*PETUNJUK TERTULIS 1*: Tulis ulang semua baris catatan di antara baris yang memuat "of the reflection" dan baris yang memuat "[[66, 116], [78, 117], [187, 105], [36, 107]]", termasuk kedua baris tersebut, tanpa melewatkan satu baris pun. Geser setiap angka koordinat dalam jawaban dengan menambahkan 109 padanya.

*TEKS YANG DIBERIKAN*:
-----
Salah satu problem
mendasar yang dialami umat
Islam di Indonesia khususnya
dan
negara-negara muslim ialah belum adanya sistem penanggalan yang terunifikasi
dan terintegrasi.
Unifikasi kalender merupakan kebutuhan mendesak untuk menyatukan segala
aktivitas umat muslim di seluruh penjuru dunia. Perbedaan yang kerap terjadi di
kalangan umat Islam merupakan contoh kecil dari sebuah kealfaan terhadap sistem
penanggalan ini. Berbagai persoalan kemudian muncul seperti penentuan awal
bulan Ramadhan, Idul Fitri, Idul Adha dan perayaan hari besar lainnya. hal ini
membuktikan bahwa internal Umat Islam kesepakatan untuk bersatu menjadi barang
mahal.
Dampak
dari belum
terunifikasinya sistem penanggalan ini bermuara pada bangunan peradaban. Setiap
peradaban besar pasti memiliki sistem kalenderisasi yang baku dan akurat untuk mengatur setiap
aktivitas kehidupan mereka sehari-hari. Sistem kalender tersebut merupakan
cerminan dari pandangan hidup suatu perabadan. Dalam hubungan ini, Islam sebagai
sebuah agama peradaban
masih sering terjebak dan sulit untuk bersatu.
Fenomena di atas merupakan ironi mengingat pasca
wafatnya Nabi 14 abad yang lalu, umat muslim masih belum memiliki sistem
penanggalan yang digunakan di seluruh penjuru dunia. Selama ini, umat Islam
masih menggunakan sistem kalender lokal-partikularistik yang digunakan oleh
masing-masing wilayah, negara atau organisasi masyarakat-keagamaan (ormas) tertentu.
Perbedaan yang digunakan oleh masing-masing wilayah ataupun ormas tersebut pada
akhirnya memunculkan klaim kebenaran (truth claim) yang bersifat eksklusif.
Sumbu persoalan tidak
hanya pada perbedaan penafsiran atas penentuan awal bulan kalender tetapi juga
disebabkan karena perbedaan metode yang digunakan oleh umat Islam itu sendiri.
-----
*PETUNJUK TERTULIS 2*: Lanjutkan teks tentang penyatuan kalender Islam di atas, mulai setelah kalimat terakhirnya.
-----
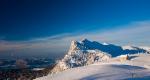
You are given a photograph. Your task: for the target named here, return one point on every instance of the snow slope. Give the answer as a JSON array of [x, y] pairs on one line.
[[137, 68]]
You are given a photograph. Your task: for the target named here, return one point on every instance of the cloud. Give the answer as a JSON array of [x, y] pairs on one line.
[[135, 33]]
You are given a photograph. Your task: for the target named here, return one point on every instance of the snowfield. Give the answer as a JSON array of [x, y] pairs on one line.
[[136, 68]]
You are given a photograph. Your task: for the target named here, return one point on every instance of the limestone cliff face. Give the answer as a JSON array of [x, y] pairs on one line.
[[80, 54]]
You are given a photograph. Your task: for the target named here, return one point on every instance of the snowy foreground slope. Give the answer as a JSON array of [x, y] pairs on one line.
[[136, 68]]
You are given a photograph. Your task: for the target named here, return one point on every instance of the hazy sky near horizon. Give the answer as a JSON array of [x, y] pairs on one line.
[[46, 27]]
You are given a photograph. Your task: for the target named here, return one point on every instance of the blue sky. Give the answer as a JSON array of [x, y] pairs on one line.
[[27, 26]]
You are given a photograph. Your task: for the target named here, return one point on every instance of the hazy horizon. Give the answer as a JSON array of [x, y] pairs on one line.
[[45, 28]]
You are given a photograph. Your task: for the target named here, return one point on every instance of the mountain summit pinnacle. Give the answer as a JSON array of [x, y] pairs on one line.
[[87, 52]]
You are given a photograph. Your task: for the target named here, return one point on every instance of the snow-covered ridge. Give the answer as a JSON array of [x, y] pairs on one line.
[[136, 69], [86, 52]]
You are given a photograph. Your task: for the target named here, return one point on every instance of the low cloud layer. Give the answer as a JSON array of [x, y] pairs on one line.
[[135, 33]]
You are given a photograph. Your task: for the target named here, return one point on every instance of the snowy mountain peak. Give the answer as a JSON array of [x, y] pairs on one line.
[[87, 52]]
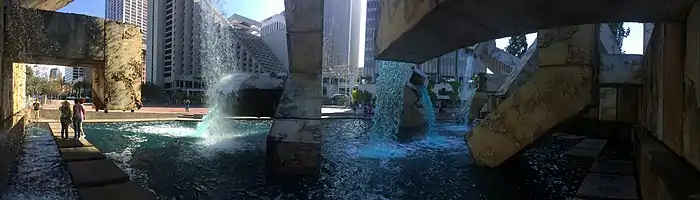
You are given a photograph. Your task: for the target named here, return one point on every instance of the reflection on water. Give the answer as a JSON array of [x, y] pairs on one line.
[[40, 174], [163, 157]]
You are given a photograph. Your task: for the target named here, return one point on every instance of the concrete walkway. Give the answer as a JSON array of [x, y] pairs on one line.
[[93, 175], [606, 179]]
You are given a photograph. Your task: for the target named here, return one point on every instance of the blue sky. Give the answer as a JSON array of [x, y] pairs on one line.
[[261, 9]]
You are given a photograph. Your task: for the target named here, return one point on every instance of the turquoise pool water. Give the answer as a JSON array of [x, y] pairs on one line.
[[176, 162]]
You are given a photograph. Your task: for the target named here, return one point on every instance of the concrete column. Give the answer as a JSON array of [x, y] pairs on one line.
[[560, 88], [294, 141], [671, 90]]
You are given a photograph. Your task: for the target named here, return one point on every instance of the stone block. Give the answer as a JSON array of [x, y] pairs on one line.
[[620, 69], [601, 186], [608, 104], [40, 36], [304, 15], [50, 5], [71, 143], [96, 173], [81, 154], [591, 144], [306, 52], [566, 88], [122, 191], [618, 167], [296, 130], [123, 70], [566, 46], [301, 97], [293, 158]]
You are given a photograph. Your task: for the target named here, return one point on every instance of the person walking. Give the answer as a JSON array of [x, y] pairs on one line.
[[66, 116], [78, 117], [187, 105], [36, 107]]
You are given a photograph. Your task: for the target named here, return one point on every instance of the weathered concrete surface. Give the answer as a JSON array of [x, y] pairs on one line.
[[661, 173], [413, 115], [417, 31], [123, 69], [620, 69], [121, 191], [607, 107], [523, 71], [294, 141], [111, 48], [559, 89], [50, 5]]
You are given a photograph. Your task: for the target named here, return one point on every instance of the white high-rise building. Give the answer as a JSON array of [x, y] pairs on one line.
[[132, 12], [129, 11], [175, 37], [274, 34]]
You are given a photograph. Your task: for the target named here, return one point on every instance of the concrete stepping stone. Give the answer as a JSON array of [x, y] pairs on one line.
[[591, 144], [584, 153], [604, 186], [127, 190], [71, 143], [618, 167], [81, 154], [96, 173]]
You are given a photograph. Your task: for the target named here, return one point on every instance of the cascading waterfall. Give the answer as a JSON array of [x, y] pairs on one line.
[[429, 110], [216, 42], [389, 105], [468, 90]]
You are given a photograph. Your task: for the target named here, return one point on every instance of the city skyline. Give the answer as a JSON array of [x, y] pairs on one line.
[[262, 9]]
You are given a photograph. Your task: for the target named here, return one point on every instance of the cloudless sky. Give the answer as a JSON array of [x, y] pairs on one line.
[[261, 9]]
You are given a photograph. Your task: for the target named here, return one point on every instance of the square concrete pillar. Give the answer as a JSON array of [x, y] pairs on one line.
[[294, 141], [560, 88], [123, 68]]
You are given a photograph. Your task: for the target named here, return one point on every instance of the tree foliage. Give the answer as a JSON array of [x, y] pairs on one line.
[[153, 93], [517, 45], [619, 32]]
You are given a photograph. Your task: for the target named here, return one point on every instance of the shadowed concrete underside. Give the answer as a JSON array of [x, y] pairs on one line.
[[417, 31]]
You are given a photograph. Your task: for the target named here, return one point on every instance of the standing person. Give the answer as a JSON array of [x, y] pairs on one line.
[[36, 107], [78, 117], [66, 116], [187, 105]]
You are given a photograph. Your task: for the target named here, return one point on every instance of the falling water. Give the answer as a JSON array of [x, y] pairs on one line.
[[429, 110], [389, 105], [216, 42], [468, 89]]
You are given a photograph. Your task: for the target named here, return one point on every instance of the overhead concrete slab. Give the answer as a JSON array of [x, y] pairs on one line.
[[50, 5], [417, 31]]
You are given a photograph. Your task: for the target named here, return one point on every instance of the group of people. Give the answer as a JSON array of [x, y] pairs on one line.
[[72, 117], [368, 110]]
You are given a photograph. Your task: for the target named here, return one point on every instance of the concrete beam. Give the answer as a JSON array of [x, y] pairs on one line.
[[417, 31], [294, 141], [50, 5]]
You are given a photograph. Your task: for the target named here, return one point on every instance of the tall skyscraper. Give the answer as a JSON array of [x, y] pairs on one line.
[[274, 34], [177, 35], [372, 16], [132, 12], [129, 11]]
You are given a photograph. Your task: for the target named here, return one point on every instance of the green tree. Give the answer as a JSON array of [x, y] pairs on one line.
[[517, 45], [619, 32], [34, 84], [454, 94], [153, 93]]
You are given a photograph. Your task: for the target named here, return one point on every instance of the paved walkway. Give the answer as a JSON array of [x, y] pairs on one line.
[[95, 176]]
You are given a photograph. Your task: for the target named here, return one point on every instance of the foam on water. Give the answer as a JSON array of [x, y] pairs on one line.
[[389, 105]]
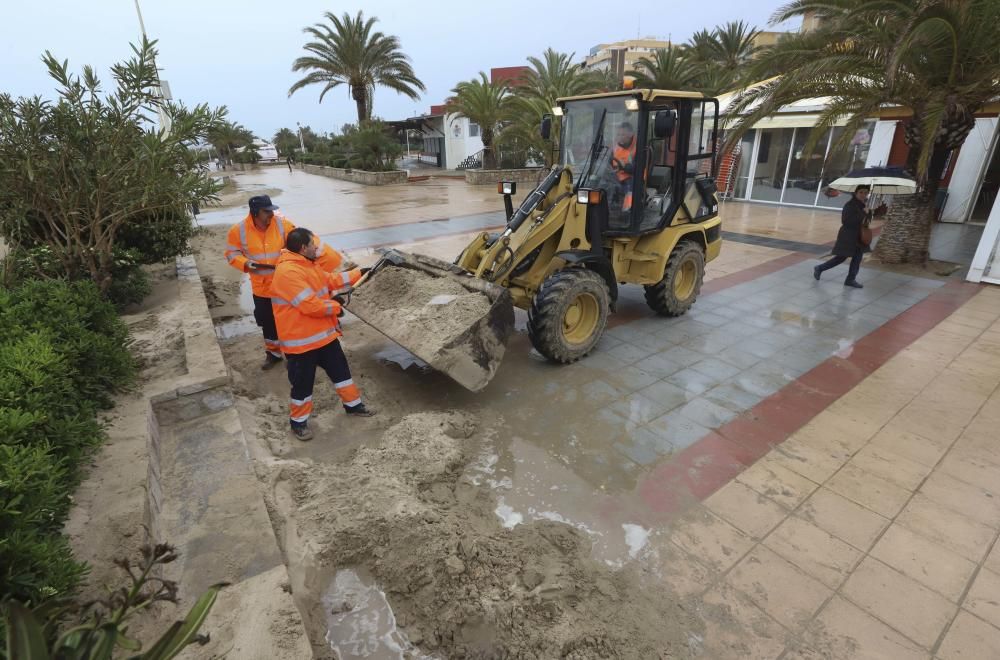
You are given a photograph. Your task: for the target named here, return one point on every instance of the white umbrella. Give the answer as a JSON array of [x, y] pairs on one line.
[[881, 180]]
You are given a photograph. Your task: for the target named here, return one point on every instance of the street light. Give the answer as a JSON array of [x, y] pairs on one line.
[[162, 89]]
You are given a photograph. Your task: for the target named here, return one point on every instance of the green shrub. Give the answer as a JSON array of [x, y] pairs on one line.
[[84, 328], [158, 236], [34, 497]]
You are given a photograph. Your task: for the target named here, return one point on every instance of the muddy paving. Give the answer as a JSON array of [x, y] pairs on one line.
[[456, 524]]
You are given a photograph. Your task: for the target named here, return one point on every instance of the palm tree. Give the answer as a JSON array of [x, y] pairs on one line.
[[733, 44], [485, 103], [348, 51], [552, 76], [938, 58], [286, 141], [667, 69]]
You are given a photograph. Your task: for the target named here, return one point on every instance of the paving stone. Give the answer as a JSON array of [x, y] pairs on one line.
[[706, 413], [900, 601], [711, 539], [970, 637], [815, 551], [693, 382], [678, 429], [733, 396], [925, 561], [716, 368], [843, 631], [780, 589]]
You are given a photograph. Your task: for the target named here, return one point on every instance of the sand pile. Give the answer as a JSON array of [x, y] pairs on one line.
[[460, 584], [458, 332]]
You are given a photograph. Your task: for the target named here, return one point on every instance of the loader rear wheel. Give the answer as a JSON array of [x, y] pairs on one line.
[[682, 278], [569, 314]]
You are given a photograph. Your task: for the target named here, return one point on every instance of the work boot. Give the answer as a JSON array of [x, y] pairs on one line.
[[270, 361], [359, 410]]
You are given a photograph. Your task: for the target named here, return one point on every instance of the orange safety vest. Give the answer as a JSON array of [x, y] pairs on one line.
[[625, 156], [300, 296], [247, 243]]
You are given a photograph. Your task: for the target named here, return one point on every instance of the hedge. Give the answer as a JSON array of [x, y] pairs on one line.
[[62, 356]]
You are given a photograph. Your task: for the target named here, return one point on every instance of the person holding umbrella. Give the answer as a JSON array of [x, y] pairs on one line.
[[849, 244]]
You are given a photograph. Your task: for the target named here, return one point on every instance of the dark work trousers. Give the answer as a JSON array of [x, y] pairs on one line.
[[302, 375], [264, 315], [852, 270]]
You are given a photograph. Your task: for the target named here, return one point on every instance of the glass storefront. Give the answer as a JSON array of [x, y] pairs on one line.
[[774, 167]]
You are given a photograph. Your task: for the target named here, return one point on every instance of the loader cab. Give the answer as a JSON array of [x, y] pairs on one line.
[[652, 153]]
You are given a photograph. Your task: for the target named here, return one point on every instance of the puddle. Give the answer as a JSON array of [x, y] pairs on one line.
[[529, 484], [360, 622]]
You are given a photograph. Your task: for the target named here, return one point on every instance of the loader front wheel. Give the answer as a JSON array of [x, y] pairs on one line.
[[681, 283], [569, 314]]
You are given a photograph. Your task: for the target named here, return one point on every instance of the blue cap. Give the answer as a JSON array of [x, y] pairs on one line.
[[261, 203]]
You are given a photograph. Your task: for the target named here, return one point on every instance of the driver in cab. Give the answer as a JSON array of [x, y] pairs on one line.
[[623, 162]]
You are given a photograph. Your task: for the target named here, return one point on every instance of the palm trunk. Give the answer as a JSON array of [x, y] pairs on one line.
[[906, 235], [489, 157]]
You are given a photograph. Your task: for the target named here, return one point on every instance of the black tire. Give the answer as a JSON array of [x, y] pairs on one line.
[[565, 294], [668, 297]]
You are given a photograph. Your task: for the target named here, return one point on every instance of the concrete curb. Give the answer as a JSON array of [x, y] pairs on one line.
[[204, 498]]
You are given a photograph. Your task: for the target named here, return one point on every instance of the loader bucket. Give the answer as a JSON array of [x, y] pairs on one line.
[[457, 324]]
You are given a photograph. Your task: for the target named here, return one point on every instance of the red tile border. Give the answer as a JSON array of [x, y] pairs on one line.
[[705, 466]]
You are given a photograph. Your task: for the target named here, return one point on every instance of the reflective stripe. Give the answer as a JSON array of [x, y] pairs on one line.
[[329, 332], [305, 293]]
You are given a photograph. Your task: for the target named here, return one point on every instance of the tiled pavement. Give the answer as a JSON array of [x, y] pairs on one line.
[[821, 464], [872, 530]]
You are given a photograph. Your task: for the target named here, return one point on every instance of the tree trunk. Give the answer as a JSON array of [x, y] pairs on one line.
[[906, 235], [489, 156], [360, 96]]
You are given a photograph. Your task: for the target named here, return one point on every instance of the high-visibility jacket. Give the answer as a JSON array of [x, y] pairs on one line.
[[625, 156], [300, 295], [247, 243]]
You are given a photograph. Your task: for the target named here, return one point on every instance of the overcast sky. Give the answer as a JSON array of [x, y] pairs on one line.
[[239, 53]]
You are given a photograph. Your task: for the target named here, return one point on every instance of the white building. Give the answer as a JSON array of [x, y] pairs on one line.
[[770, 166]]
-----
*JAWABAN BENAR 1*:
You are given a photograph. Your task: for the target named here, return one point on every instance of the reflection on water. Give the answer as a JSON array of [x, y] pairs on one line.
[[149, 283], [272, 266]]
You are given a photograph. Your task: for the target named here, return one point on every instance of the concrete walkway. Give the answer as a JSON array of [x, y] pairs on one line.
[[202, 284], [715, 288]]
You are given a photograph. Your task: for the target named here, return one point on every instance of the blue sky. Give the answer as a JSON array of [x, y] pairs on one line.
[[370, 118]]
You are given a photograph. Your task: for the target named here, return one point on every instance of the turquoise pool water. Give the answer as a JSON array of [x, y] pairs on one line.
[[285, 271]]
You are given a photograph. Your task: for the target named here, return one point on every instance of the concrete column. Give the answer as a JSON array of [x, y] pairs on one line.
[[669, 197], [403, 250], [780, 199]]
You are given a photograph. Your task: for the target named here, return one point on every instance of the stone block. Give the answer as a JSON array of [x, y] pairs on one line.
[[729, 178], [710, 295], [717, 213], [149, 145], [413, 124], [159, 114], [180, 252], [205, 282], [190, 263], [700, 253], [415, 161], [675, 197], [231, 300], [727, 276], [405, 239], [232, 179], [675, 155], [410, 206], [402, 267]]
You are given a photograph. Your task: for the target named here, return one point on every instance of the person walking. Give the answer as a JSON array of [x, y] pairs on one line.
[[175, 225], [187, 226], [296, 214], [145, 216]]

*JAWABAN BENAR 2*:
Misalnya,
tradisi ru’yah dengan ketentuan minimum visibilitas tertentu (imkanur
rukyah). Sedangkan di sisi lain, lebih mengedepankan metode hisab (perhitungan).
Sehingga sistem penanggalan unifikatif yang begitu didambakan sulit terwujud.
Sejatinya dengan perkembangan
teknologi, kejadian alam dan perubahannya dapat diprediksi secara akurat. Fenomena
gerhana matahari total yang beberapa waktu lalu telah diprediksi sebelumnya. Hasilnya,
tidak meleset sedikit pun. Namun demikian, hal ini urung juga dapat menyatukan
umat Islam dalam hal unifikasi kalender.
Peradaban sebagai perspektif
Membangun peradaban
merupakan salah satu tugas kekhalifan manusia di muka bumi. Unifikasi kalender
merupakan tuntunan peradaban umat muslim di seluruh dunia. Terlepas dari
pro dan kontra ru’yah dan hisab, terdapat pula sebuah optimis bahwa
peradaban yang berbasis pada kesamaan visi atas sebuah sistem penanggalan yang
terunifikasi akan segera terwujud. Kondisi umat Muslim di tengah globalisasi
yang mengharuskan umat Islam saling berinteraksi secara intens, maka tentu
harus ditunjang dengan sistem penanggalan yang baku yang dapat menyatukan umat
Islam.
Harus diakui bahwa
dalam mewujudkan sistem penanggalan demikian tidaklah mudah, dibutuhkan daya
dan tenaga yang tidak sedikit. Keseriusan dan kesamaan persepsi menjadi amat
sangat penting dalam upaya penyatuan ini. Paling tidak, hal ini dimulai dari
negara-negara muslim di Asia Tenggara untuk merumuskan alternatif sistem
penanggalan kalender muslim. Karena selama ini, umat Islam masih terjebak pada
penanggalan yang bersifat politis.
Atas dasar itu,
seminar yang diselenggarakan Pusat Studi Islam UII bermaksud memberikan
kontribusi pemikiran dan upaya strategis dalam upaya unifikasi kalender hijriah
bagi umat muslim. Hal ini berangkat dari sebuah keyakinan bahwa penanggalan
bagi umat Islam merupakan sesuatu penting dan sebagai motor persatuan umat
Islam di seluruh penjuru dunia. Selain itu, diskursus penyatuan penanggalan hijriah
global yang belum terunifikasi memiliki dampak peradaban yang luar biasa,
selain dampak ekonomi, sosial dan politik. Hal ini sejalan dengan visi-misi UII
yang berikhtiar membumikan nilai-nilai profetik Islam yang rahmatan lil-‘Alamin.